======== Passage shown ========

[PATCH 1/6] arm64: Provide dcache_by_myline_op_nosync helper

Barry Song posted 6 patches 1 month, 3 weeks ago
There is a newer version of this series
[PATCH 1/6] arm64: Provide dcache_by_myline_op_nosync helper
Posted by Barry Song 1 month, 3 weeks ago
From: Barry Song <v-songbaohua@oppo.com>

dcache_by_myline_op ensures completion of the data cache operations for a
region, while dcache_by_myline_op_nosync only issues them without waiting.
This enables deferred synchronization so completion for multiple regions
can be handled together later.

Cc: Catalin Marinas <catalin.marinas@arm.com>
Cc: Will Deacon <will@kernel.org>
Cc: Marek Szyprowski <m.szyprowski@samsung.com>
Cc: Robin Murphy <robin.murphy@arm.com>
Cc: Ada Couprie Diaz <ada.coupriediaz@arm.com>
Cc: Ard Biesheuvel <ardb@kernel.org>
Cc: Marc Zyngier <maz@kernel.org>
Cc: Anshuman Khandual <anshuman.khandual@arm.com>
Cc: Ryan Roberts <ryan.roberts@arm.com>
Cc: Suren Baghdasaryan <surenb@google.com>
Cc: Tangquan Zheng <zhengtangquan@oppo.com>
Signed-off-by: Barry Song <v-songbaohua@oppo.com>
---
 arch/arm64/include/asm/assembler.h | 79 ++++++++++++++++++++++--------
 1 file changed, 59 insertions(+), 20 deletions(-)

======== Record extracts ========

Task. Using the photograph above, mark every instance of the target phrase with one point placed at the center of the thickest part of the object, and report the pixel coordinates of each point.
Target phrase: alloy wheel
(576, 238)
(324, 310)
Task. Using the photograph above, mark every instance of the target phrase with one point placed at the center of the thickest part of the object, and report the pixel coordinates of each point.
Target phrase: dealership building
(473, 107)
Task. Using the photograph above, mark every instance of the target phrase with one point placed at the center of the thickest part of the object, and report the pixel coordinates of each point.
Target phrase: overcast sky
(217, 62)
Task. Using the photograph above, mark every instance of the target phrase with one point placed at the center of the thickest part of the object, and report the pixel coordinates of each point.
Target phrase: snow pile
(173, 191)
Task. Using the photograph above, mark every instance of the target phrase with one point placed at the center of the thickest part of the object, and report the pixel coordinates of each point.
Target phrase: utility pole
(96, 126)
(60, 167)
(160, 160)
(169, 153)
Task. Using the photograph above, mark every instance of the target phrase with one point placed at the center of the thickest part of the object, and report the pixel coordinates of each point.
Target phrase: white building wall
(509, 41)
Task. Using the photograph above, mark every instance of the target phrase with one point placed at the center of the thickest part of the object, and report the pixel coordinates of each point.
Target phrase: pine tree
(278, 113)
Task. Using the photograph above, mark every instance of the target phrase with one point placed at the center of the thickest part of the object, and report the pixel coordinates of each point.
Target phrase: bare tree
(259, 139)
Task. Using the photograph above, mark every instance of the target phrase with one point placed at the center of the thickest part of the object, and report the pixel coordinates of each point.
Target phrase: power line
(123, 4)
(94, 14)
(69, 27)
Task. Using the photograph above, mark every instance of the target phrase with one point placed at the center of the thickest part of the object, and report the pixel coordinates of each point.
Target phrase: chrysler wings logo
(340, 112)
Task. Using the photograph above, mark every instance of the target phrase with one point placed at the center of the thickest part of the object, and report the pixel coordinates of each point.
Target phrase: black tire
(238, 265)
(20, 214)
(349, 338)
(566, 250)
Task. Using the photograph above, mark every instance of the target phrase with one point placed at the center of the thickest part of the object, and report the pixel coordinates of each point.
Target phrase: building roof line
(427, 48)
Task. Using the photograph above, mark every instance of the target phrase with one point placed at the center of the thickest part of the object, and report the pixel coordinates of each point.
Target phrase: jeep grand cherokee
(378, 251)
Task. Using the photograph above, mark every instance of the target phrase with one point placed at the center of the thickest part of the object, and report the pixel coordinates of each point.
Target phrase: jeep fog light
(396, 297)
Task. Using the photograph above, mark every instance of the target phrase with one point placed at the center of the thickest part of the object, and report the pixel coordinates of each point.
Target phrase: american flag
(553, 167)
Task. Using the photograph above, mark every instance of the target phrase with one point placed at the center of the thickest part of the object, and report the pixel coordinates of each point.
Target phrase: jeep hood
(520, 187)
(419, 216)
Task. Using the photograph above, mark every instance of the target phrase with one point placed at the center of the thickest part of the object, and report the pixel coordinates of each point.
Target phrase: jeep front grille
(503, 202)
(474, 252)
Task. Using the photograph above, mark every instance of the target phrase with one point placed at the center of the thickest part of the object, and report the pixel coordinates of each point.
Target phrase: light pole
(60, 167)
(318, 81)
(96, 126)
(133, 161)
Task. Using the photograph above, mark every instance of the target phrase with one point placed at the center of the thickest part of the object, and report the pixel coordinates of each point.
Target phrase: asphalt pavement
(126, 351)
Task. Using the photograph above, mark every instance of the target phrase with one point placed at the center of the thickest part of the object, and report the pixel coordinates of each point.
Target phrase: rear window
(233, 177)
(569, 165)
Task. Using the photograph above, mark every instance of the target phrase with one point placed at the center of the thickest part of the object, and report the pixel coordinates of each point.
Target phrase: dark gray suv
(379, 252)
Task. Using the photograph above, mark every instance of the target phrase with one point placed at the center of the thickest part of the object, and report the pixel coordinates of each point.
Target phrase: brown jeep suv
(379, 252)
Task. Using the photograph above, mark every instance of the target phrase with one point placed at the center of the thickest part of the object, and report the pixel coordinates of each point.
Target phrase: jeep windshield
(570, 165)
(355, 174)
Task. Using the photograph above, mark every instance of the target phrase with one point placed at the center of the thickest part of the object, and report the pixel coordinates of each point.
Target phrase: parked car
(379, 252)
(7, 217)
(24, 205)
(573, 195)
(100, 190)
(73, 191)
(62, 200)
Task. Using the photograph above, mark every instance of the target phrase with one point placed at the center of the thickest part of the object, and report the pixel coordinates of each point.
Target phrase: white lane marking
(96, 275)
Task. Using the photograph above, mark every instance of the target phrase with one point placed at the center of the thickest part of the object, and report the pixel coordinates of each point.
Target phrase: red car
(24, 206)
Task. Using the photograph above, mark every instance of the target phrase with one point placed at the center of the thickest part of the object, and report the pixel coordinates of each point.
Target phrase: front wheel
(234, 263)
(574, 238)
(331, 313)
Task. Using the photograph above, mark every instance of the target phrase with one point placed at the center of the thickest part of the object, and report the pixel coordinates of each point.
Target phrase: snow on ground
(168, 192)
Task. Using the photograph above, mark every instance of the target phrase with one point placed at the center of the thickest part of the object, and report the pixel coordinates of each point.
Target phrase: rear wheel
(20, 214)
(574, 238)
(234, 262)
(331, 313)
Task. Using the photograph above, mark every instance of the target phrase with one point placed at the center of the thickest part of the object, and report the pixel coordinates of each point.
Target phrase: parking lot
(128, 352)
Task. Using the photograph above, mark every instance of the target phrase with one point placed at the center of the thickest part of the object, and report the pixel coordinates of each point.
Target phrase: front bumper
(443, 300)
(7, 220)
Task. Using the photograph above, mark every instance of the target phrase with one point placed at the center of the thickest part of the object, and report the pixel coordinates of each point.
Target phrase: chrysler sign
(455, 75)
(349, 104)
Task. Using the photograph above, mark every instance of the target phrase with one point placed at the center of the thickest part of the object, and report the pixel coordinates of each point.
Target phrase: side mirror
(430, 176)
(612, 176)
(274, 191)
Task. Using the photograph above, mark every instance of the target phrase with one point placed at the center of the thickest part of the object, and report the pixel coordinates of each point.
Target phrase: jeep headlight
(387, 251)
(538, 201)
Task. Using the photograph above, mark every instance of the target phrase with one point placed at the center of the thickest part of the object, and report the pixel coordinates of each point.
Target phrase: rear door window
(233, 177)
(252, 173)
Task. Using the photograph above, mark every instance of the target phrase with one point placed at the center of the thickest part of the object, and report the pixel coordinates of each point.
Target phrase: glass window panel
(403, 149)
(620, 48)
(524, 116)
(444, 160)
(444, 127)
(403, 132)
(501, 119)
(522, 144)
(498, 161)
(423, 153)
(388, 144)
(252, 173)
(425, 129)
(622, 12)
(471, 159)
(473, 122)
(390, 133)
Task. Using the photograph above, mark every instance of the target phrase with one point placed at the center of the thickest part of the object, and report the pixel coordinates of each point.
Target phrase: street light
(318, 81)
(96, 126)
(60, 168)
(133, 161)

========
======== Record extracts ========

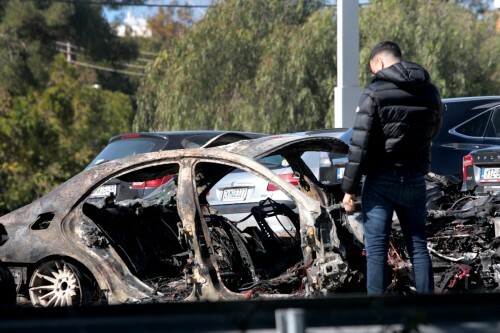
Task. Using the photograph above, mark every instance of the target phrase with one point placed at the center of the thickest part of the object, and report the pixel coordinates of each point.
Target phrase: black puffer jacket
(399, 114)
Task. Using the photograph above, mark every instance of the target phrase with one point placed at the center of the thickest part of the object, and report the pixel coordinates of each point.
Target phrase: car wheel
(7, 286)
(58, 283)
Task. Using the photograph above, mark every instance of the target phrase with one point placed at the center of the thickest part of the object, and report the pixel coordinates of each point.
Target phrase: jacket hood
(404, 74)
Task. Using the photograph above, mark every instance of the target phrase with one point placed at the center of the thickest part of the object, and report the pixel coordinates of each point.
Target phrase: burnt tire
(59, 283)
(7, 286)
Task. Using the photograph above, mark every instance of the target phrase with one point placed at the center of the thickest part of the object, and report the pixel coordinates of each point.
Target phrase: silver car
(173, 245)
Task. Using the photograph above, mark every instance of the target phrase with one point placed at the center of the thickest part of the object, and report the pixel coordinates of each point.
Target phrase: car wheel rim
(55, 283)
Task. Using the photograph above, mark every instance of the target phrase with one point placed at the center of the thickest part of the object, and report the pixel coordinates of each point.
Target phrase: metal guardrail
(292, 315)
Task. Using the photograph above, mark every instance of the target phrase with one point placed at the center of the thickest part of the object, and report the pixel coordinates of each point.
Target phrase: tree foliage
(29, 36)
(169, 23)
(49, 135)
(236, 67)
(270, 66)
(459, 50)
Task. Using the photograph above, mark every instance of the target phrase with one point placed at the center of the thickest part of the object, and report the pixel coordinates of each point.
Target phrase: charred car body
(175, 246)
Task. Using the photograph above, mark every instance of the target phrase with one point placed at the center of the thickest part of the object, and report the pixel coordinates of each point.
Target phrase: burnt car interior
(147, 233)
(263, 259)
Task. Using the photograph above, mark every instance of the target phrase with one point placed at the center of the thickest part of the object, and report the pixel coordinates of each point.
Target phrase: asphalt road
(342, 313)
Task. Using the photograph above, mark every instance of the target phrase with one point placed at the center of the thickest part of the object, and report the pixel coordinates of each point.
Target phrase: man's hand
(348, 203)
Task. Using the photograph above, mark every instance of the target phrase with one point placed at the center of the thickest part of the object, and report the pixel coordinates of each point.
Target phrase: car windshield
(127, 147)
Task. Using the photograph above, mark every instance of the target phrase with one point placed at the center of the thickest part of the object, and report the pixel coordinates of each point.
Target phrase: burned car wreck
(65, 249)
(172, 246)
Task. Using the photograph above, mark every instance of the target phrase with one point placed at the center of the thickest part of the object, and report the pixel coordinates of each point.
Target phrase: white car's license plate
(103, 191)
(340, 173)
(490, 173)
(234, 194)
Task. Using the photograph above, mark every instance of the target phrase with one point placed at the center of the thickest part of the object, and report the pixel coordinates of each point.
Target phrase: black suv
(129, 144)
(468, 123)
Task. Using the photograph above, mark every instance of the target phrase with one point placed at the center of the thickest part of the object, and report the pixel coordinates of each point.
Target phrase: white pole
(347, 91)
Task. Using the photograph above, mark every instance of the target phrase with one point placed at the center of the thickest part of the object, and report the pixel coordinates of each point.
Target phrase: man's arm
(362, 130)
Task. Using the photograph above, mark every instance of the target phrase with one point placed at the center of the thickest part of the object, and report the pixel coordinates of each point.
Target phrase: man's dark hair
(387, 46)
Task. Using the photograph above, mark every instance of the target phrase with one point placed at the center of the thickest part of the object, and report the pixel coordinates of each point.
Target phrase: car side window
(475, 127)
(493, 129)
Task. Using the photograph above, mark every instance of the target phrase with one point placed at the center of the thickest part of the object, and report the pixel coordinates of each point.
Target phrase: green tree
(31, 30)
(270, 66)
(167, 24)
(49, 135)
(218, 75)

========

[Tasks for this exercise]
[1] Set down the part of the arm64 patch that opens with the words containing "Barry Song posted" and closes with "them without waiting.".
[2] Answer these questions from the arm64 patch:
(a) Which file does the patch change?
(b) How many insertions and how many deletions does it report?
(c) What does dcache_by_myline_op_nosync do differently from dcache_by_myline_op?

[Task-by-task solutions]
[1]
Barry Song posted 6 patches 1 month, 3 weeks ago
There is a newer version of this series
[PATCH 1/6] arm64: Provide dcache_by_myline_op_nosync helper
Posted by Barry Song 1 month, 3 weeks ago
From: Barry Song <v-songbaohua@oppo.com>

dcache_by_myline_op ensures completion of the data cache operations for a
region, while dcache_by_myline_op_nosync only issues them without waiting.

[2]
(a) arch/arm64/include/asm/assembler.h
(b) 59 insertions and 20 deletions
(c) It only issues the data cache operations without waiting for them to complete.